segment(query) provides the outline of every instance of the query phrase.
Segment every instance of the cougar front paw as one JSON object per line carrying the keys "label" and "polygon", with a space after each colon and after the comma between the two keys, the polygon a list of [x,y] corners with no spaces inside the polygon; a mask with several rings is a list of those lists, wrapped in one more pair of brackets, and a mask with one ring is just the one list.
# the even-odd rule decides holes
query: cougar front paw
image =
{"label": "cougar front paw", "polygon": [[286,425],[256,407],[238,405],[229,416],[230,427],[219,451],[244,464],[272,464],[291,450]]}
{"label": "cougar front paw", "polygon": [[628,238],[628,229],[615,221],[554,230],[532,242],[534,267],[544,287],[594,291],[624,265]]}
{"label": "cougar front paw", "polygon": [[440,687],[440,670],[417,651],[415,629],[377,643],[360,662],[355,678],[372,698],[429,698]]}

----

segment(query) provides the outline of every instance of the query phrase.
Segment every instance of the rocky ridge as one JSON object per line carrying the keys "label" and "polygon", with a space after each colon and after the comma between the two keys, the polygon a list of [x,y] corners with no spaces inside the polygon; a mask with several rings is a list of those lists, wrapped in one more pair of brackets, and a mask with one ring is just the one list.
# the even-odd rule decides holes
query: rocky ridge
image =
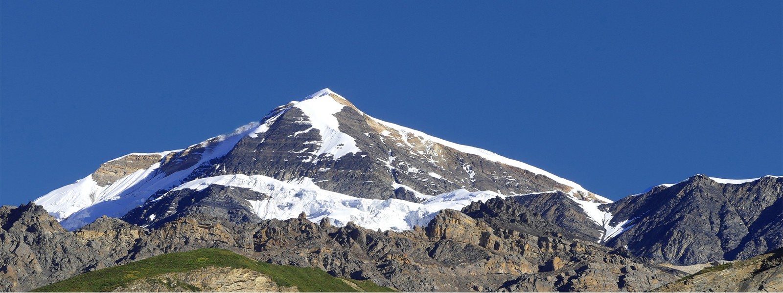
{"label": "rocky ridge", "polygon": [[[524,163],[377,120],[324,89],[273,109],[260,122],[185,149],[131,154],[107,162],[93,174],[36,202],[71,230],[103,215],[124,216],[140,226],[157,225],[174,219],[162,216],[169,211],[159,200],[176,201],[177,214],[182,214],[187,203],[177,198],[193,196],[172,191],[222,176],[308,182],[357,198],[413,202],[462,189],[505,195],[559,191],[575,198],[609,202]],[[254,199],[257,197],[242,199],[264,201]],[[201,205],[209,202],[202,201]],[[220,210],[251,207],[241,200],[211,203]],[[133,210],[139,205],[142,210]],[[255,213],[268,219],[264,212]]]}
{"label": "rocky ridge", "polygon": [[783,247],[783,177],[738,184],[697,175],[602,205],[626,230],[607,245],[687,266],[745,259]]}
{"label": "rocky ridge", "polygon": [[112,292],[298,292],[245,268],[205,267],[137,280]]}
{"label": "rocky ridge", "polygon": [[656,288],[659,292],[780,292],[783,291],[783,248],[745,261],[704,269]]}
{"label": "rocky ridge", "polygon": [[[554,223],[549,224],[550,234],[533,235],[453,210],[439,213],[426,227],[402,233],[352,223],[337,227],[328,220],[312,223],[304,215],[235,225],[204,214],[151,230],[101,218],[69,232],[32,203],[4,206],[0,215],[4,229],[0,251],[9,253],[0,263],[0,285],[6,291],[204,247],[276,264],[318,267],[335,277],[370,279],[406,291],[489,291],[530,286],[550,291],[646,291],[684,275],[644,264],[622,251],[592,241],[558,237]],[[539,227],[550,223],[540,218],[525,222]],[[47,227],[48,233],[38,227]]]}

----

» **AIM OF THE EXERCISE**
Extract every line from the rows above that contains the word "corners".

» **EXPECTED ANSWER**
Segment every instance of the cougar front paw as one JSON object per line carrying the keys "label" and "polygon", with a space after each colon and after the comma between the two keys, the polygon a list of [x,y] corners with no spaces inside the polygon; a mask with several rings is a list of those lists, wrapped in one more pair of brackets, and a mask with one ring is just the one list.
Segment every instance of the rocky ridge as one JSON object per line carrying the keys "label" and "polygon", with a space after each colon and after the comma between the two keys, the polygon a list of [x,y] corners with no spaces inside the polygon; a mask with several rings is a list of those lists, wrapped in one more pair of brackets, and a mask with one ring is just the one list.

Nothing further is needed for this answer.